In your copy, each record should read exactly as it does below, and no pictures should be present.

[[ Material for this exercise, beginning ]]

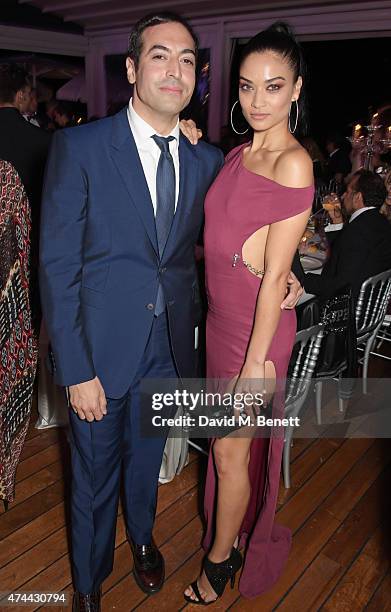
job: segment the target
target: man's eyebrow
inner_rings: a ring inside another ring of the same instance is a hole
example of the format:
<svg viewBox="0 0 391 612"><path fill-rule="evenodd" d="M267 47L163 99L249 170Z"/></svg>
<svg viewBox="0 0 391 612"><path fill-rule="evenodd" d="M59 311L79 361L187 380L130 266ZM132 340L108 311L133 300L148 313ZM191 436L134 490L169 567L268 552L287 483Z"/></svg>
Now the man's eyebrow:
<svg viewBox="0 0 391 612"><path fill-rule="evenodd" d="M156 50L165 51L166 53L171 53L171 50L168 47L165 47L164 45L153 45L153 47L149 49L148 54ZM181 55L184 55L185 53L192 53L195 57L194 49L182 49Z"/></svg>

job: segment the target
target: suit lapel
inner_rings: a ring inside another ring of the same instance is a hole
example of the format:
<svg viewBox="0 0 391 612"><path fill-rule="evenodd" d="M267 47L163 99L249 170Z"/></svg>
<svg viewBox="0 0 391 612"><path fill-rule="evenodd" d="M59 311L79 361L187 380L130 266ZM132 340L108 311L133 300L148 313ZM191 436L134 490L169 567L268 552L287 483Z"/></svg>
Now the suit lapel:
<svg viewBox="0 0 391 612"><path fill-rule="evenodd" d="M143 167L129 126L127 108L113 117L112 159L158 254L155 217Z"/></svg>
<svg viewBox="0 0 391 612"><path fill-rule="evenodd" d="M175 248L185 217L191 212L198 186L198 164L194 145L180 135L178 203L163 255Z"/></svg>

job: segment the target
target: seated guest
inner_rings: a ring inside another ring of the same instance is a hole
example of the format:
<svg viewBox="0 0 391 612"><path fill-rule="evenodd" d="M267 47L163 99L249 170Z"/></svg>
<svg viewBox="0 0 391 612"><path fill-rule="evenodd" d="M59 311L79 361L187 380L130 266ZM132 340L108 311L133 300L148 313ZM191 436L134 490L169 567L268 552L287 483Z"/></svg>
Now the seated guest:
<svg viewBox="0 0 391 612"><path fill-rule="evenodd" d="M342 196L349 220L339 223L337 200L329 212L335 230L327 232L330 257L321 274L301 275L307 293L328 297L350 284L357 298L367 278L391 268L391 226L380 214L386 197L384 182L374 172L359 170L352 176Z"/></svg>
<svg viewBox="0 0 391 612"><path fill-rule="evenodd" d="M352 169L347 145L346 138L336 132L329 134L326 139L326 149L329 154L327 161L329 179L334 179L337 183L343 183L345 176Z"/></svg>

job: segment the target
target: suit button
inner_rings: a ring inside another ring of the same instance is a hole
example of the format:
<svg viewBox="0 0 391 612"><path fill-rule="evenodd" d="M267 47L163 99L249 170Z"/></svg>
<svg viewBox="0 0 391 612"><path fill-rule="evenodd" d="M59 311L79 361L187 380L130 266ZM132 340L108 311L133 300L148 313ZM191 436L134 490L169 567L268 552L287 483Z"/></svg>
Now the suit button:
<svg viewBox="0 0 391 612"><path fill-rule="evenodd" d="M154 304L147 304L146 308L147 308L147 310L154 310L155 305Z"/></svg>
<svg viewBox="0 0 391 612"><path fill-rule="evenodd" d="M160 272L163 273L163 272L166 272L166 271L167 271L167 268L160 268Z"/></svg>

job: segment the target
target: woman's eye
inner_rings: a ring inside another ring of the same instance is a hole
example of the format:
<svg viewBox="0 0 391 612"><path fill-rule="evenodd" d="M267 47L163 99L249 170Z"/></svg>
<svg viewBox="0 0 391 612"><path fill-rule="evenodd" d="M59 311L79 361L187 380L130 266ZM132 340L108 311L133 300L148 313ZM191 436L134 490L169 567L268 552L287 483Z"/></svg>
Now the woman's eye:
<svg viewBox="0 0 391 612"><path fill-rule="evenodd" d="M277 85L277 83L271 83L267 88L268 91L278 91L279 89L281 89L281 85Z"/></svg>
<svg viewBox="0 0 391 612"><path fill-rule="evenodd" d="M194 66L194 62L192 59L185 57L185 59L183 60L185 64L187 64L188 66Z"/></svg>
<svg viewBox="0 0 391 612"><path fill-rule="evenodd" d="M240 83L239 89L242 91L250 91L251 87L250 85L247 85L247 83Z"/></svg>
<svg viewBox="0 0 391 612"><path fill-rule="evenodd" d="M152 59L166 59L164 55L154 55Z"/></svg>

[[ Material for this exercise, end ]]

- Answer to the exercise -
job: segment the target
target: man's eyebrow
inner_rings: a ring inside another ring of the same instance is a hole
example of the format:
<svg viewBox="0 0 391 612"><path fill-rule="evenodd" d="M267 47L163 99L249 170Z"/></svg>
<svg viewBox="0 0 391 612"><path fill-rule="evenodd" d="M59 311L79 361L187 380L130 266ZM132 340L108 311L133 300L148 313ZM191 436L134 490L169 567L268 552L287 483Z"/></svg>
Now the man's eyebrow:
<svg viewBox="0 0 391 612"><path fill-rule="evenodd" d="M156 50L165 51L166 53L171 53L171 50L168 47L165 47L164 45L153 45L153 47L149 49L148 54ZM181 55L184 55L185 53L192 53L195 57L194 49L182 49Z"/></svg>

job: segment the target
target: suit lapel
inner_rings: a ring inside another ring of the same instance is a hole
example of the format:
<svg viewBox="0 0 391 612"><path fill-rule="evenodd" d="M267 47L163 99L249 170Z"/></svg>
<svg viewBox="0 0 391 612"><path fill-rule="evenodd" d="M59 311L79 361L187 380L130 266ZM132 340L108 311L133 300L148 313ZM191 436L134 490L169 567L268 552L287 483Z"/></svg>
Now the suit lapel:
<svg viewBox="0 0 391 612"><path fill-rule="evenodd" d="M143 167L129 126L127 108L113 117L112 159L158 254L155 217Z"/></svg>
<svg viewBox="0 0 391 612"><path fill-rule="evenodd" d="M175 248L185 217L191 212L198 186L198 164L194 145L180 135L178 203L163 255Z"/></svg>

job: segment the target
target: seated guest
inner_rings: a ring inside another ring of the same instance is a hole
example of the format:
<svg viewBox="0 0 391 612"><path fill-rule="evenodd" d="M267 47L163 99L249 170Z"/></svg>
<svg viewBox="0 0 391 612"><path fill-rule="evenodd" d="M59 311L79 361L187 380L130 266ZM132 340L108 311L133 300L148 313ZM191 436L134 490L169 567L268 552L287 483Z"/></svg>
Now the seated guest:
<svg viewBox="0 0 391 612"><path fill-rule="evenodd" d="M342 196L349 220L339 223L337 200L329 212L335 230L327 232L330 257L321 274L301 275L307 293L328 297L350 284L357 298L367 278L391 268L391 226L380 214L386 197L384 182L374 172L359 170L352 176Z"/></svg>
<svg viewBox="0 0 391 612"><path fill-rule="evenodd" d="M352 169L347 145L346 138L336 132L329 134L326 139L326 149L329 154L327 161L329 179L334 179L337 183L343 183L345 176Z"/></svg>

job: segment the target
target: suit button
inner_rings: a ring inside another ring of the same instance is a hole
example of the format:
<svg viewBox="0 0 391 612"><path fill-rule="evenodd" d="M267 47L163 99L249 170Z"/></svg>
<svg viewBox="0 0 391 612"><path fill-rule="evenodd" d="M59 311L79 361L187 380L130 266ZM132 340L108 311L133 300L148 313ZM191 436L134 490L169 567L268 552L287 483Z"/></svg>
Now the suit button:
<svg viewBox="0 0 391 612"><path fill-rule="evenodd" d="M154 304L147 304L146 308L147 308L147 310L154 310L155 305Z"/></svg>
<svg viewBox="0 0 391 612"><path fill-rule="evenodd" d="M160 272L163 273L163 272L166 272L166 271L167 271L167 268L160 268Z"/></svg>

job: segment the target
target: woman's eye
inner_rings: a ring inside another ring of the same instance is a hole
example of the format:
<svg viewBox="0 0 391 612"><path fill-rule="evenodd" d="M267 47L163 99L249 170Z"/></svg>
<svg viewBox="0 0 391 612"><path fill-rule="evenodd" d="M59 311L79 361L187 380L130 266ZM132 340L108 311L133 300L148 313ZM191 436L134 490L169 567L268 552L287 483Z"/></svg>
Now the woman's eye:
<svg viewBox="0 0 391 612"><path fill-rule="evenodd" d="M277 85L277 83L271 83L267 88L268 91L278 91L279 89L281 89L281 85Z"/></svg>
<svg viewBox="0 0 391 612"><path fill-rule="evenodd" d="M194 66L194 62L192 59L185 57L185 59L183 60L185 64L187 64L188 66Z"/></svg>
<svg viewBox="0 0 391 612"><path fill-rule="evenodd" d="M240 83L239 89L242 91L250 91L251 87L250 85L247 85L247 83Z"/></svg>
<svg viewBox="0 0 391 612"><path fill-rule="evenodd" d="M152 59L166 59L164 55L154 55Z"/></svg>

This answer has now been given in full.